### Work item
Give the listing again in full, exactly as it appears.

----- Raw data

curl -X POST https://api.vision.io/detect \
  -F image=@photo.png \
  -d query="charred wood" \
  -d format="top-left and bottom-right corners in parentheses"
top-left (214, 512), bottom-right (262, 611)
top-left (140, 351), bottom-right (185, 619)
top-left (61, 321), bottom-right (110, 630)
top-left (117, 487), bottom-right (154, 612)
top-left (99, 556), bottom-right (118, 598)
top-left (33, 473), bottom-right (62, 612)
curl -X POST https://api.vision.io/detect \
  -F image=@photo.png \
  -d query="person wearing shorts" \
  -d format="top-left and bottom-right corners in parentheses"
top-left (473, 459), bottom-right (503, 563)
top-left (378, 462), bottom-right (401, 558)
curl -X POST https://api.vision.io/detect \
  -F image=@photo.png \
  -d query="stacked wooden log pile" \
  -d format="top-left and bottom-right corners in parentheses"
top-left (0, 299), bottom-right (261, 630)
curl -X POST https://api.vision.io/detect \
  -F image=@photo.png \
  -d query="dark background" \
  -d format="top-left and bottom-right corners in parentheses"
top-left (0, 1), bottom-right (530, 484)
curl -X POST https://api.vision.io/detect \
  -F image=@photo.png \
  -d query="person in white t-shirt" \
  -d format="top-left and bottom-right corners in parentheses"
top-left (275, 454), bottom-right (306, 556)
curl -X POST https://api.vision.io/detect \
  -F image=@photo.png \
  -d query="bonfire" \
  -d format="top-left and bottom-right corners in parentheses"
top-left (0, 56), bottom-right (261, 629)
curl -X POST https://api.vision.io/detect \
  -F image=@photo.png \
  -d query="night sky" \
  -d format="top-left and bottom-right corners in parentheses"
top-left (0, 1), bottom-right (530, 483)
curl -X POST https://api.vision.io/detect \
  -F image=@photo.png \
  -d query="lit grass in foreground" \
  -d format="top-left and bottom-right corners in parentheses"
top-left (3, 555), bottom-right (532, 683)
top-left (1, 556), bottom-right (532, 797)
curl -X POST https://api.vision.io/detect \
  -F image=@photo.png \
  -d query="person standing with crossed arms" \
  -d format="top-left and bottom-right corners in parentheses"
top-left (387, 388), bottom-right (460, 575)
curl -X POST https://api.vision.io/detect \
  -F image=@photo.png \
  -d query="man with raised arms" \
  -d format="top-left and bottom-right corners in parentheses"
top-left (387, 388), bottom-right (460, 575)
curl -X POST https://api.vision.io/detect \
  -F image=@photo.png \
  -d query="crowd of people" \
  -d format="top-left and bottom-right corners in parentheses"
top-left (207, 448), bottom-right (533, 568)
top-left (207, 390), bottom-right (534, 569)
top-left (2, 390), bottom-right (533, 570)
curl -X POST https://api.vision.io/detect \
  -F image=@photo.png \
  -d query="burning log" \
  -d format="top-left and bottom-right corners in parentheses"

----------

### Final answer
curl -X POST https://api.vision.io/detect \
  -F image=@photo.png \
  -d query="charred wood" \
  -d format="top-left and bottom-right corners in parentheses"
top-left (214, 512), bottom-right (262, 611)
top-left (140, 351), bottom-right (185, 619)
top-left (61, 321), bottom-right (110, 630)
top-left (117, 487), bottom-right (154, 612)
top-left (99, 556), bottom-right (118, 598)
top-left (33, 473), bottom-right (62, 612)
curl -X POST https://api.vision.io/detect \
  -F image=@photo.png \
  -d query="person wearing shorts" \
  -d format="top-left and bottom-right corners in parentheses"
top-left (473, 459), bottom-right (503, 563)
top-left (378, 462), bottom-right (401, 558)
curl -X POST https://api.vision.io/detect \
  -F image=@photo.png \
  -d query="stacked wooden log pile" \
  -d format="top-left and bottom-right corners in parentheses"
top-left (0, 299), bottom-right (261, 630)
curl -X POST https://api.vision.io/detect \
  -F image=@photo.png \
  -d query="dark background" \
  -d format="top-left and bottom-right corners in parentheses"
top-left (0, 1), bottom-right (530, 484)
curl -X POST https://api.vision.io/detect \
  -F image=@photo.png \
  -d query="person in white t-shirt" \
  -d format="top-left and bottom-right corners in parentheses"
top-left (275, 454), bottom-right (306, 556)
curl -X POST https://api.vision.io/detect \
  -F image=@photo.png \
  -d query="bonfire" \
  -d format="top-left and bottom-right corners in parentheses"
top-left (0, 56), bottom-right (261, 629)
curl -X POST https://api.vision.io/detect \
  -F image=@photo.png \
  -d query="night sky" \
  -d format="top-left and bottom-right corners in parentheses"
top-left (0, 1), bottom-right (530, 483)
curl -X POST https://api.vision.io/detect \
  -F image=@photo.png \
  -d query="lit grass in foreground" \
  -d format="top-left and bottom-right corners in parentheses"
top-left (3, 555), bottom-right (532, 683)
top-left (1, 556), bottom-right (532, 797)
curl -X POST https://api.vision.io/detect \
  -F image=@photo.png \
  -d query="person standing with crossed arms" \
  -d format="top-left and bottom-right corners in parentheses"
top-left (387, 388), bottom-right (460, 575)
curl -X POST https://api.vision.io/detect \
  -F image=@photo.png \
  -d query="man with raised arms" \
  -d format="top-left and bottom-right corners in parentheses"
top-left (387, 388), bottom-right (460, 575)
curl -X POST https://api.vision.io/detect \
  -F image=@photo.png \
  -d query="crowd of people" \
  -d format="top-left and bottom-right corners in parentheses"
top-left (207, 448), bottom-right (533, 568)
top-left (207, 390), bottom-right (534, 569)
top-left (2, 390), bottom-right (533, 570)
curl -X POST https://api.vision.io/detect \
  -F image=@photo.png \
  -d query="burning log" \
  -d format="top-left and bottom-right corners in parentheses"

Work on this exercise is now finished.